**Written instruction 1**
Reproduce everything in the court judgment from "3. Thereafter, the" down to "judgment and decree.", word for word.

>> start Passage to read

Citation : 2018 Latest Caselaw 4531 Del
Judgement Date : 3 August, 2018
* IN THE HIGH COURT OF DELHI AT NEW DELHI
% Date of decision: 3rd August, 2018
+ RSA 343/2015, CM No.5075/2016 (u/O 41, R.22 of CPC), CM
No.5076/2016 (for stay)
RAM RICH PAL SHARMA & ORS .... Appellants
Through: Mr.Ashok Gurnani, Advocate
versus
BHUSHAN LAL SAHNI .... Respondent
Through: Mr.Anurag Lakhotia, Advocate CORAM:
HON'BLE MR. JUSTICE RAJIV SAHAI ENDLAW
1. This Regular Second Appeal under Section 100 of the CPC is preferred against the judgment and decree [dated 17th January, 2015 in RCA No.82/2013 (Unique ID No.02402C0163782012) of the Court of Additional District Judge, Shahdara] in First Appeal under Section 96 of the CPC preferred by the respondent against the judgment and decree [dated 2nd May, 2012 in Civil Suit No.860/2006 (Unique Case ID No.02402C0000431988) of the Court of Senior Civil Judge, North East)] in a suit filed by the appellants/plaintiffs against the respondent/defendant.
2. The Regular Second Appeal came up first before this Court on 18th September, 2015, when without indicating the substantial question of law if any arising for consideration, notice thereof was ordered to be issued for 2nd November, 2015. On 2nd November, 2015, the appellant/plaintiff withdrew the appeal. However, counsel for the respondent/defendant, who had been served with the notice of the appeal, submitted that the respondent was desirous of filing cross-
objections under Order XLI Rule 22 of the CPC and for filing of which the respondent/defendant had one month time from the date of service on 16th October, 2015 and which time had not expired. This Court, though dismissed the Regular Second Appeal as withdrawn, but reserving the right of the respondent/defendant to file the cross-objections.
3. Thereafter, the respondent/defendant filed CM.No.5075/2016 under Order XLI Rule 22 of the CPC by way of cross-objections, along with application for condonation of 48 days delay in re-filing the cross- objections and application for stay of the impugned judgment and decree.
4. The aforesaid applications came up before this Court on 16 th February, 2016 and thereafter on 19th April, 2016 when, again without indicating the substantial question of law if any arising in cross- objections, notice thereof was ordered to be issued. Since then, the cross-objections are pending consideration.
5. The counsel for the respondent/defendant/cross-objectioner has been heard and the copies of the Trial Court record annexed to the Memorandum of Appeal perused.
6. The appellants/plaintiffs instituted the suit, from which the second appeal which stands withdrawn and the cross-objections which are for consideration arise, for recovery of possession of property no.641D, Khasra No.2891/104, Village Chandrawali, now known as Shahdara, near Loni Road, Ram Nagar, Delhi and for ancillary injunctions and mesne profit. The respondent/ defendant/cross-objectioner contested the suit and a preliminary issue, as
under, was framed on 31st March, 1989:
"Whether the suit has not been properly valued for the purposes of court fees and jurisdiction? OPD"

>> end Passage to read
>> start Entries provided

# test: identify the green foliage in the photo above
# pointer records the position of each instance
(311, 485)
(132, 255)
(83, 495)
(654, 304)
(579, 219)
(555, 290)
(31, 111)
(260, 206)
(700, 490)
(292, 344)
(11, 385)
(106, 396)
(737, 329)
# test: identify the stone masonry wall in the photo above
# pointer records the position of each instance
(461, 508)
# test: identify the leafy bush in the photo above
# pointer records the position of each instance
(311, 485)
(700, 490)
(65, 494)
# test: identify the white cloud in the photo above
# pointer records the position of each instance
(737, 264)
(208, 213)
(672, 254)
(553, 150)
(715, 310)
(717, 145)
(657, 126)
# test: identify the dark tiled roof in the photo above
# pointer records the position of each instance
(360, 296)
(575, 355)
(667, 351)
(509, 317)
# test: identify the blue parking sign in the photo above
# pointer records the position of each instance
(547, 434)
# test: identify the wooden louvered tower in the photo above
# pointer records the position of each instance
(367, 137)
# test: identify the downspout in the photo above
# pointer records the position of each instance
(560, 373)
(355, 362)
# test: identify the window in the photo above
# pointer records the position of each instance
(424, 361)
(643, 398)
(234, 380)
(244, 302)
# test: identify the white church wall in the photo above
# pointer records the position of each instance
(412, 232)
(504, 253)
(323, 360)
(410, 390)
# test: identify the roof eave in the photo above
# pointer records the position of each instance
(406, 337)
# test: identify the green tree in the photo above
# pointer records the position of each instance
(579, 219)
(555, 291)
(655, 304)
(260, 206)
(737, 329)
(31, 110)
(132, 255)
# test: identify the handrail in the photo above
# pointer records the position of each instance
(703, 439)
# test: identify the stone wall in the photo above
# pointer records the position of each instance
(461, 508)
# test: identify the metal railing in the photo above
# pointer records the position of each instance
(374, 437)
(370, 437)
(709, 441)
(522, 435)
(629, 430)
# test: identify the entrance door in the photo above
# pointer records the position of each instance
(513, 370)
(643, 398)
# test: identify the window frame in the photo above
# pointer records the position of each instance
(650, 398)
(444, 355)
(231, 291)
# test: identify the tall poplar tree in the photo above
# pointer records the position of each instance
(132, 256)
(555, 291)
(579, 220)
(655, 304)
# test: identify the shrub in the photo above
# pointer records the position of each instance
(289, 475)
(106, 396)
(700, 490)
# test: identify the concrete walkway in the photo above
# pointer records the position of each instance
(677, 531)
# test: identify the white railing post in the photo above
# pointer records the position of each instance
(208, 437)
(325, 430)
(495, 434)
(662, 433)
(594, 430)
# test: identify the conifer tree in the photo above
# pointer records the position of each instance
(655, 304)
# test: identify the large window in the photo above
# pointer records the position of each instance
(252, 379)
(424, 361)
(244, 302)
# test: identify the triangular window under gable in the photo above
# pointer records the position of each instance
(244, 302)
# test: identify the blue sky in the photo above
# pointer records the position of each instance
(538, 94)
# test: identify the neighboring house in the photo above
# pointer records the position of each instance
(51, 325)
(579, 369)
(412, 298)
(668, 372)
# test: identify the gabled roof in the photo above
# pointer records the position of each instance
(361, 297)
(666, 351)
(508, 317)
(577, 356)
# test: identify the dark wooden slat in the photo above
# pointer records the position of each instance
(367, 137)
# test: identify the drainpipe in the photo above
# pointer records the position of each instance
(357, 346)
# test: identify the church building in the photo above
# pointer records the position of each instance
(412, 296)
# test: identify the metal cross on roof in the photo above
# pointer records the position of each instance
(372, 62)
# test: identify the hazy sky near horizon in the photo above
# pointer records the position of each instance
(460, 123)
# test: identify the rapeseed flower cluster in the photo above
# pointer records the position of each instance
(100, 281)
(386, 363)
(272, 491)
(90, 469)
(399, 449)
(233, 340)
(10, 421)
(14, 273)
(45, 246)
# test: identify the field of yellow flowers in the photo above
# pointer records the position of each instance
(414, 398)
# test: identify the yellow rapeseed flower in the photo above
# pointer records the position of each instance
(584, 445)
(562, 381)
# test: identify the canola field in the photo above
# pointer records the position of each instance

>> end Entries provided

**Written instruction 2**
Locate each line of the listing that contains the string "stone" and copy those lines.

**Exercise answer 1**
3. Thereafter, the respondent/defendant filed CM.No.5075/2016 under Order XLI Rule 22 of the CPC by way of cross-objections, along with application for condonation of 48 days delay in re-filing the cross- objections and application for stay of the impugned judgment and decree.

**Exercise answer 2**
# test: identify the stone masonry wall in the photo above
# test: identify the stone wall in the photo above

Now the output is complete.